BEGIN Data to use
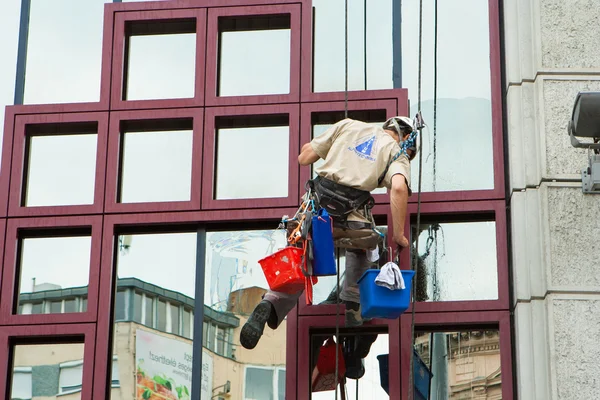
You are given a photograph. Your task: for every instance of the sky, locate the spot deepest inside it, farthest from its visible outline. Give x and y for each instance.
(65, 67)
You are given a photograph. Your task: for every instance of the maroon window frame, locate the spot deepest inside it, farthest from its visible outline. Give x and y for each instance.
(444, 322)
(114, 161)
(118, 66)
(49, 334)
(19, 157)
(210, 154)
(212, 54)
(9, 284)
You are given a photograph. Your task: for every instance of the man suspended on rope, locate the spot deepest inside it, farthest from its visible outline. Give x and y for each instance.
(358, 157)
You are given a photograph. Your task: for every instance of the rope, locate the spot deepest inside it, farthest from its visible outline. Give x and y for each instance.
(337, 313)
(415, 259)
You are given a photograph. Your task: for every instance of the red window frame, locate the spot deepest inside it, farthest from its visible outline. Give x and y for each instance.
(48, 334)
(19, 157)
(118, 64)
(113, 169)
(210, 155)
(212, 55)
(9, 272)
(203, 209)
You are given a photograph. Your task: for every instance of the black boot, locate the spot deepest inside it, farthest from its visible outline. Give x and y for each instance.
(254, 327)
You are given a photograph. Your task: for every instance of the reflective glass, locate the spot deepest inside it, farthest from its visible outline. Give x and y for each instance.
(460, 155)
(462, 365)
(9, 31)
(52, 268)
(362, 371)
(254, 55)
(234, 285)
(47, 371)
(64, 51)
(61, 170)
(370, 63)
(156, 166)
(152, 361)
(457, 261)
(265, 169)
(161, 66)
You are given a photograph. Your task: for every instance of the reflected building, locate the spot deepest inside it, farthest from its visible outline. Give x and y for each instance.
(151, 321)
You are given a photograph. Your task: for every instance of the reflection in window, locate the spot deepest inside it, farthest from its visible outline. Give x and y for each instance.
(234, 285)
(60, 165)
(47, 370)
(369, 66)
(457, 261)
(265, 174)
(53, 268)
(64, 49)
(161, 59)
(156, 161)
(254, 55)
(156, 269)
(462, 159)
(458, 365)
(360, 353)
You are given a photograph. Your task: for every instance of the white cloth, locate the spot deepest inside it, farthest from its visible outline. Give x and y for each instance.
(390, 277)
(373, 255)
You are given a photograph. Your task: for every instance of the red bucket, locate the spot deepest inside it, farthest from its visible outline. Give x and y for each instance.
(283, 270)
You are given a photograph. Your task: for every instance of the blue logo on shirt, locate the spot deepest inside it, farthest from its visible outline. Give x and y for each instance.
(365, 147)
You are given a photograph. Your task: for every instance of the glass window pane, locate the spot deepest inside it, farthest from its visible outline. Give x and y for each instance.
(161, 264)
(156, 165)
(254, 55)
(449, 273)
(369, 67)
(120, 306)
(137, 307)
(161, 60)
(460, 364)
(51, 267)
(186, 323)
(64, 51)
(47, 370)
(463, 146)
(149, 311)
(174, 319)
(259, 384)
(61, 170)
(261, 177)
(71, 305)
(234, 285)
(361, 352)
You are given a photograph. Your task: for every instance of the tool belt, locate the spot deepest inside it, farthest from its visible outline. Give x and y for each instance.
(339, 200)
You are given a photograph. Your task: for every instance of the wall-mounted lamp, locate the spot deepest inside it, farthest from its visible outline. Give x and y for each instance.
(585, 123)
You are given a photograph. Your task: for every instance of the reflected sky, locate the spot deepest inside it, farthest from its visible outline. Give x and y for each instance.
(264, 171)
(466, 266)
(254, 62)
(156, 166)
(64, 53)
(161, 66)
(66, 262)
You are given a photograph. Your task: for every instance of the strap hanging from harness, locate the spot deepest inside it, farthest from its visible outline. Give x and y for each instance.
(339, 200)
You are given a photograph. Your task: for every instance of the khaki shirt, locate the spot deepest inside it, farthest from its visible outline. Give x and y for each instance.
(356, 155)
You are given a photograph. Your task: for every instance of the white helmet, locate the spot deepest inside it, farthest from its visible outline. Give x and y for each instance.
(399, 124)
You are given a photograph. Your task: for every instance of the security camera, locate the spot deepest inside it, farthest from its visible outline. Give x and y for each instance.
(585, 123)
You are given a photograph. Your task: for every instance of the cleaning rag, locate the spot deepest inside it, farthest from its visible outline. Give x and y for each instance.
(390, 277)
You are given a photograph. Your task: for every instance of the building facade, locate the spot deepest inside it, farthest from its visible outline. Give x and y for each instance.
(149, 153)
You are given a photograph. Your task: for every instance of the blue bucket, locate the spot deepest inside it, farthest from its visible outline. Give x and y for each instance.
(381, 302)
(322, 242)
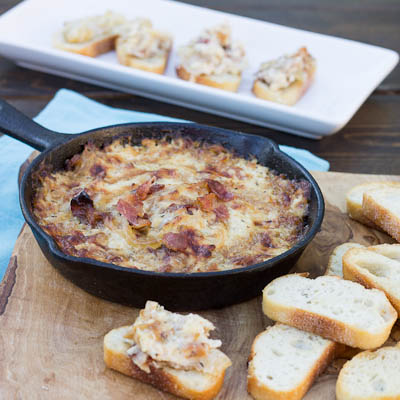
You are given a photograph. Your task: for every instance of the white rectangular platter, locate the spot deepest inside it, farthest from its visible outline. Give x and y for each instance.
(347, 71)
END Data to use
* Task instructions *
Without the pictures, return the records above exactly as given.

* Exercise answer *
You are given a photograph. Your task: for every instance of the sky, locate the spot deepest inside it, farthest from its visible outline. Give x and y for each instance.
(65, 67)
You are given a photograph. Your task: for every instance of the maroon window frame, locate the spot deepest inside it, farthest from its visible outline. Give x and y for each instance.
(444, 322)
(114, 161)
(118, 66)
(49, 334)
(19, 157)
(210, 154)
(212, 54)
(9, 284)
You are given a photograph. Your task: for every instance of the man suspended on rope, locate the spot deepest inside it, farthest from its visible outline. Give x and y for each instance.
(358, 157)
You are given a photograph. Your task: for every instance of the rope, locate the spot deepest inside it, farthest from its visible outline. Give x and y for each instance.
(337, 313)
(415, 259)
You are given a photograph. Your task: for every instance of the red window frame, locate the spot deepest inside it, farthest from its visible outline. Give x and y for each instance.
(48, 334)
(19, 157)
(118, 64)
(113, 169)
(210, 155)
(212, 55)
(9, 272)
(203, 209)
You are given a photograph. Your task: for every instance of the black boot, locate the spot deepest inside it, farthest from its visible outline. Give x and y for each instance.
(254, 327)
You are given a photograph. Your task: for every instance of the reflective glass, locate the spot deepest inside it, farthest from its visible outline. Give x and y for each instance.
(460, 155)
(462, 365)
(9, 31)
(52, 268)
(362, 371)
(254, 55)
(234, 285)
(47, 371)
(64, 51)
(61, 170)
(370, 63)
(156, 166)
(152, 361)
(457, 261)
(265, 169)
(161, 66)
You are given a photograph. Your task: for every instance of the reflected building, locate the spot deepest inside it, farthest from its visible outline. Give x and y for each instance.
(151, 321)
You are given a photograph. Your task: for every instance of the reflection in window, locate the spot deepest inside it, farthest from its visible outline. Give x and y for each instance.
(234, 285)
(60, 165)
(47, 370)
(369, 66)
(457, 261)
(265, 174)
(53, 268)
(64, 49)
(161, 59)
(156, 161)
(254, 55)
(156, 269)
(462, 159)
(458, 365)
(360, 353)
You are given a photograph. Your task: for every instance of the white cloth, locate the spot deepest inside it, farthest from its visible outline. Give x and y for each instance.
(390, 277)
(373, 255)
You are given a photograph. Your task: for every instance of the red bucket, locate the spot deepest inside it, farthest from its visible outline. Give x and y for each instance.
(283, 270)
You are given a photograph. Your task: for every instance of the blue logo on shirt, locate the spot deepest inside it, farthest from its visible outline. Give x and y for each instance.
(365, 147)
You are given a photograph. Your task: for every instance of the glass window pane, locate the spot deepest inside it, farthest from its visible outline. Give x and y for each instance.
(161, 264)
(156, 165)
(254, 55)
(449, 273)
(369, 67)
(120, 306)
(137, 307)
(161, 60)
(460, 364)
(51, 267)
(186, 323)
(64, 51)
(47, 370)
(463, 146)
(149, 311)
(174, 319)
(259, 384)
(61, 170)
(261, 177)
(71, 305)
(234, 285)
(361, 352)
You are given a photograph. Your task: for every instance of the tool belt, locate the spot deepest inside it, farthest from its visible outline. Give x and y for each instance.
(339, 200)
You are given a photograph. Your task: for every instance of the wall-mounted lamp, locate the spot deepest inside it, farthest from its visible outline. Give x and y for each instance.
(585, 123)
You are given a photograph. Your task: for every instance of the reflected sky, locate the spot deepest inside it, farthest from its visible outline. Give x and y for each instance.
(264, 171)
(466, 266)
(254, 62)
(156, 166)
(64, 53)
(161, 66)
(66, 262)
You are given a photograph. Your task: for every instance of the strap hanging from harness, locate the spot deepest inside it, farthest from its visible outline. Give x and y for each instance.
(339, 200)
You are given a photograph. Your task: for every instance of the khaki shirt, locate the spot deepest inside it, farthest from its visible outline. Give x and y for each instance.
(356, 155)
You are given a photograph. Your task: for every instance of the white helmet, locate the spot deepest inside it, farthest from its visible outline. Give x and y for each instance.
(399, 124)
You are given a photograph. Your task: for every instance of the security camera, locate the spot deepest inside it, farthest from its visible outline. Give x and y for each instance.
(585, 123)
You are given a photograph. Your task: for every instance of the cleaning rag, locate the spot deepest inside it, farthest from its visible outline. Give x and y for each instance.
(390, 277)
You are given a photograph. Your task: for every instance of the building facade, locate the spot deepest inside it, farthest from its visible outline. Give x and y for each instance.
(149, 153)
You are given a photograph. Your task: for every instance of the blue bucket, locate the spot deepest inside it, farthest from its visible outline. Give x and y for each instance.
(381, 302)
(322, 242)
You are given a photograph. Your task: for every instance of the white rectangular platter, locate the spot deepest inside it, farthest from its visible outline. Give x and y for each instance.
(347, 71)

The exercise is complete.